Tugas Anda:
1. Menurut kutipan dokumen, di masjid mana Ibu Ersi mengucapkan syahadat?
2. Tuliskan kembali dengan tepat bagian kutipan dokumen antara "Tidak seperti biasanya, waktu" dan "tercerahkan dengan Islam.", termasuk kedua bagian itu.

Tidak seperti biasanya, waktu Maghrib belum tiba, tetapi pengajian anak-anak sore itu dihentikan. Namun mereka tidak disuruh pulang, melainkan diminta berkumpul di tengah masjid untuk menyaksikan prosesi masuk Islamnya Ibu Ersi, guru Sekolah Dasar Negeri Sagulubek, Desa Sagulubek Kecamatan Siberut Daya, Kepulauan Mentawai, Propinsi Sumatera Barat.
“Asyhadu alla ilahaillallahu wa asyhadu anna Muhammadarrasulullah,”
Demikian ucap mualaf yang tadinya beragama Protestan itu, Selasa (24/11/2009) di Masjid Kamci Al Wahidin, Sagulubek yang disaksikan pula oleh tokoh masyarakat Siberut, di antaranya Ust Ramli, Ust Hendra, Ust Partito (guru SDN Sagulubek).
Subhanallah, tidak terasa kamipun meneteskan air mata saat menyaksikan momen yang mengharukan tersebut. Ternyata di desa terpencil dakwah pun tetap berjalan sehingga perlahan tapi pasti satu persatu warga tercerahkan dengan Islam.

Data yang Diberikan:
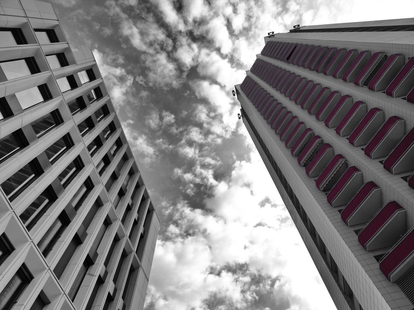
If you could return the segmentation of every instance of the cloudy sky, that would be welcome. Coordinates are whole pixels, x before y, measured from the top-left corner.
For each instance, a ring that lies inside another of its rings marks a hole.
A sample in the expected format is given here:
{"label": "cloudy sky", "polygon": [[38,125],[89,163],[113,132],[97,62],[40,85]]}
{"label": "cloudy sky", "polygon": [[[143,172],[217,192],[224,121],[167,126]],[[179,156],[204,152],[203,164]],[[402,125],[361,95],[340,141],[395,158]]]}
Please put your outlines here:
{"label": "cloudy sky", "polygon": [[231,90],[268,32],[412,17],[393,3],[54,1],[72,49],[93,50],[161,221],[146,310],[335,309]]}

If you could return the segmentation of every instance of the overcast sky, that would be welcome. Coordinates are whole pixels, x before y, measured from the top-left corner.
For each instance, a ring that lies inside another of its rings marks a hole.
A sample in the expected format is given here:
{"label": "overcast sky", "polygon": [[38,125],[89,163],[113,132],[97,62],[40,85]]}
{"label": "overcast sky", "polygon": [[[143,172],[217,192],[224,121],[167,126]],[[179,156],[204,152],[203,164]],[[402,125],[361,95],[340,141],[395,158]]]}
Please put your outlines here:
{"label": "overcast sky", "polygon": [[55,0],[91,48],[161,222],[147,310],[335,309],[231,95],[267,33],[412,0]]}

Jawaban Tiap Tugas:
1. Di Masjid Kamci Al Wahidin, Sagulubek.

2.
Tidak seperti biasanya, waktu Maghrib belum tiba, tetapi pengajian anak-anak sore itu dihentikan. Namun mereka tidak disuruh pulang, melainkan diminta berkumpul di tengah masjid untuk menyaksikan prosesi masuk Islamnya Ibu Ersi, guru Sekolah Dasar Negeri Sagulubek, Desa Sagulubek Kecamatan Siberut Daya, Kepulauan Mentawai, Propinsi Sumatera Barat.
“Asyhadu alla ilahaillallahu wa asyhadu anna Muhammadarrasulullah,”
Demikian ucap mualaf yang tadinya beragama Protestan itu, Selasa (24/11/2009) di Masjid Kamci Al Wahidin, Sagulubek yang disaksikan pula oleh tokoh masyarakat Siberut, di antaranya Ust Ramli, Ust Hendra, Ust Partito (guru SDN Sagulubek).
Subhanallah, tidak terasa kamipun meneteskan air mata saat menyaksikan momen yang mengharukan tersebut. Ternyata di desa terpencil dakwah pun tetap berjalan sehingga perlahan tapi pasti satu persatu warga tercerahkan dengan Islam.